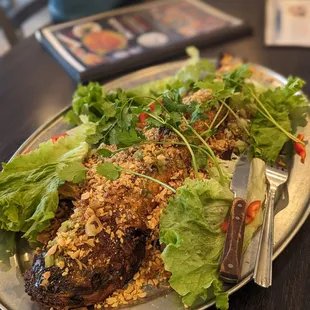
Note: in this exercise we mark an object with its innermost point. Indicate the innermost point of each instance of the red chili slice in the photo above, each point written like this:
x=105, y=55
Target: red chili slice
x=300, y=149
x=225, y=226
x=55, y=138
x=252, y=210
◇ ◇ ◇
§ Work required: Give every record again exactly, apart from the pictures, which stay out.

§ Solution to this exercise:
Note: in this exercise we mark an object with its innermost point. Indicate the innermost point of each instance of the red chili slice in the photo above, each point written like this:
x=105, y=55
Target: red chili slice
x=300, y=149
x=225, y=226
x=55, y=138
x=252, y=210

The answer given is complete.